Me he mudado tantas veces que podría dar seminarios en logística de cajas o en técnicas de optimización en el uso de cinta adhesiva. Considero las mudanzas una especie de corte en la vida de quién se muda. No un corte de las cosas que se rompen cuando se empacan para el viaje sino, un corte con el pasado, con esa vida de nosotros que ya no será. Cada una de mis mudanzas, cometo el mismo error: cargar con todos los libros que puedo, como negándome a que ya no me acompañen en mi nueva aventura, como si en el nuevo destino no existieran librerías.
Esta costumbre me ha costado cantidades absurdas de dinero, especialmente cuando, decidí traer mis libros de México a Pittsburgh como parte de una mudanza internacional que yo mismo pagué. El costo de transportarlos fue tal vez diez órdenes de magnitud mayor que el valor de todos los libros nuevos adquiridos en Pensilvania, y quizás de pasta dura.
En fin, tengo una manía difícil de explicar con mis libros. Especialmente con los que he leído, por alguna razón que no puedo verbalizar, siento un vínculo. Es como si tuviera una deuda moral de recordar su contenido, una promesa silenciosa de mi memoria, que, por cierto, tiene un historial impecable de olvidar todo lo importante.

## Ejercicio
Copia sin cambios el fragmento del texto sobre las mudanzas y los libros que va desde "Esta costumbre me" hasta "de pasta dura.". No hace falta consultar los datos para resolver esto.

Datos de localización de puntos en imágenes
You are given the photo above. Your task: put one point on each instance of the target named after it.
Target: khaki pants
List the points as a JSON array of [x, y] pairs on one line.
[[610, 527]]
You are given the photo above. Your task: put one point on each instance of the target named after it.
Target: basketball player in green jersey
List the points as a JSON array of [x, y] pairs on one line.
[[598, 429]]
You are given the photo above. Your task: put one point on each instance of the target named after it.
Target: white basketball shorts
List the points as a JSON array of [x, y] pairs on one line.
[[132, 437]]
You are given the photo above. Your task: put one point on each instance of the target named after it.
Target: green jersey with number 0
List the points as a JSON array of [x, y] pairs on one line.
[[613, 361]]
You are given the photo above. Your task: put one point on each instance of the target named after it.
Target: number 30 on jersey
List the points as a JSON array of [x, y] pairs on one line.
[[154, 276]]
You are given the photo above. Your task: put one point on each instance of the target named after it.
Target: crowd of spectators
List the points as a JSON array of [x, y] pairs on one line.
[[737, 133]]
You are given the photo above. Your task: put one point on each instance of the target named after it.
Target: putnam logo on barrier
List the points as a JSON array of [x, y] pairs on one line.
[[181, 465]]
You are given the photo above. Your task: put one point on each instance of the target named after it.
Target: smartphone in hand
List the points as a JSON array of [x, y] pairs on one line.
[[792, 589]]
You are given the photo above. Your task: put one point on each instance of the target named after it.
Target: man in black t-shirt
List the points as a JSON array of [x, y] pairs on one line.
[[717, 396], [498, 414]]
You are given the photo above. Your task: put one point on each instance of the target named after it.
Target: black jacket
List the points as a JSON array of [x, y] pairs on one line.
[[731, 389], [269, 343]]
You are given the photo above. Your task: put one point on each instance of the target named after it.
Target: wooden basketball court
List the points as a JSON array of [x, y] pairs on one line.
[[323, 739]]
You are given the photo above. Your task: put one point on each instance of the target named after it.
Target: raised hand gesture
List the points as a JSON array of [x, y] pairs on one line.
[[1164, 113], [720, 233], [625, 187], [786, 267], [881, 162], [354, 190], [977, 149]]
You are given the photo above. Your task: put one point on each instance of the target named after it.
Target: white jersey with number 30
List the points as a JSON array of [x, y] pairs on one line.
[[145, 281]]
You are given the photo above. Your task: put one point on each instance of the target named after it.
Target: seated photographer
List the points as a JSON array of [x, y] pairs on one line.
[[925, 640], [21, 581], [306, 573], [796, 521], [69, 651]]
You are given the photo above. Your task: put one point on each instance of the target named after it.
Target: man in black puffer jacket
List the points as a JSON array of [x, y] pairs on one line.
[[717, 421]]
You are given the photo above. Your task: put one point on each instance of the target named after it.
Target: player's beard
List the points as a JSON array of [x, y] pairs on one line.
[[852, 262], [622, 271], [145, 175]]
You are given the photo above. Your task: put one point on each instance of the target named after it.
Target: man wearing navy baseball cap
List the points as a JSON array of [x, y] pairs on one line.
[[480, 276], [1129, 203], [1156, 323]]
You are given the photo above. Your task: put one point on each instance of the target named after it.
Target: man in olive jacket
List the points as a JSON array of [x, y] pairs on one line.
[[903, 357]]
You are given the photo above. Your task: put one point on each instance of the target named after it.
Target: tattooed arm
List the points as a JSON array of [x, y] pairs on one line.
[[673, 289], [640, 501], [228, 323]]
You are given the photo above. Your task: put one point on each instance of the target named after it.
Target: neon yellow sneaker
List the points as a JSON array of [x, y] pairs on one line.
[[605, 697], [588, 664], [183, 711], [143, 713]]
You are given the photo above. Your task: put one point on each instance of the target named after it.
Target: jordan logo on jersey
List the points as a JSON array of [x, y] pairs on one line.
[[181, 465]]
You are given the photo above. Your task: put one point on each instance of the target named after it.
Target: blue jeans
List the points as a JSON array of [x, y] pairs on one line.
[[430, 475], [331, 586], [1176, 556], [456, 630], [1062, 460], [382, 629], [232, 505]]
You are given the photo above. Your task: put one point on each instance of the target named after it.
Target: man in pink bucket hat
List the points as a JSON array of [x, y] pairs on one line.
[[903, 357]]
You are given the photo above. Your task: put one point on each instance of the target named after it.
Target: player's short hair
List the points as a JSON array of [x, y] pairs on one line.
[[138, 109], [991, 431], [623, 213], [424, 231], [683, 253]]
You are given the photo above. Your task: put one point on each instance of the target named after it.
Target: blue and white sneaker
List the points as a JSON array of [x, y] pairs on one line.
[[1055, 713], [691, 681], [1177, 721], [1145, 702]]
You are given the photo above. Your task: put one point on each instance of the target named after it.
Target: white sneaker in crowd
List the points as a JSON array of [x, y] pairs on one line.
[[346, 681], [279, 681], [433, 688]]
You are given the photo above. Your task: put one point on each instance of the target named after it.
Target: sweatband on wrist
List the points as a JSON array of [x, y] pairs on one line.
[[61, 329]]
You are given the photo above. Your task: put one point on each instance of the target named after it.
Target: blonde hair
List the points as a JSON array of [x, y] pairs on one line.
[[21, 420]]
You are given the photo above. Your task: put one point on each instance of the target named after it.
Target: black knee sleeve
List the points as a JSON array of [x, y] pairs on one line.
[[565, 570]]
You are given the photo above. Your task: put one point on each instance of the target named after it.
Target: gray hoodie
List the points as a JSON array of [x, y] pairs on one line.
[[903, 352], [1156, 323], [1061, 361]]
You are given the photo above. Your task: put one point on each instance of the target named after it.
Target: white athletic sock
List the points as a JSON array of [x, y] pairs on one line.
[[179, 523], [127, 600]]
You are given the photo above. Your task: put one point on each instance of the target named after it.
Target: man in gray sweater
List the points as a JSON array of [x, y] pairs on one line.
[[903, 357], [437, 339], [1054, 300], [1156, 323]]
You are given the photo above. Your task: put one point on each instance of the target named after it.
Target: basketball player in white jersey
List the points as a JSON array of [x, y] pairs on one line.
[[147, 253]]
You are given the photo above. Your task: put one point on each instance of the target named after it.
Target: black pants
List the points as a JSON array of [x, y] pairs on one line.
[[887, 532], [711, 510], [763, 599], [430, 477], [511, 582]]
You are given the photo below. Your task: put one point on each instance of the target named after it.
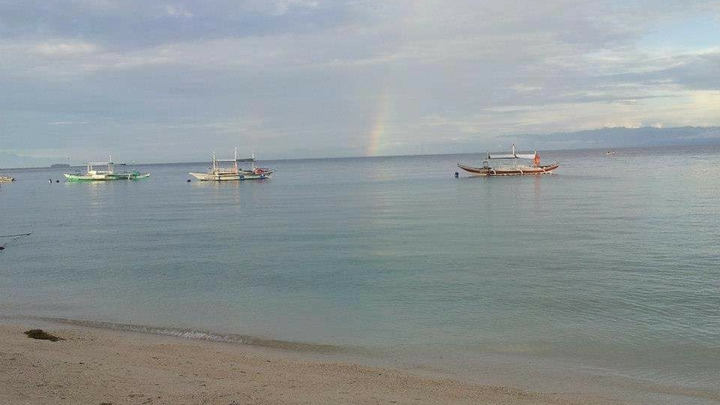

## Resultado
Esta costumbre me ha costado cantidades absurdas de dinero, especialmente cuando, decidí traer mis libros de México a Pittsburgh como parte de una mudanza internacional que yo mismo pagué. El costo de transportarlos fue tal vez diez órdenes de magnitud mayor que el valor de todos los libros nuevos adquiridos en Pensilvania, y quizás de pasta dura.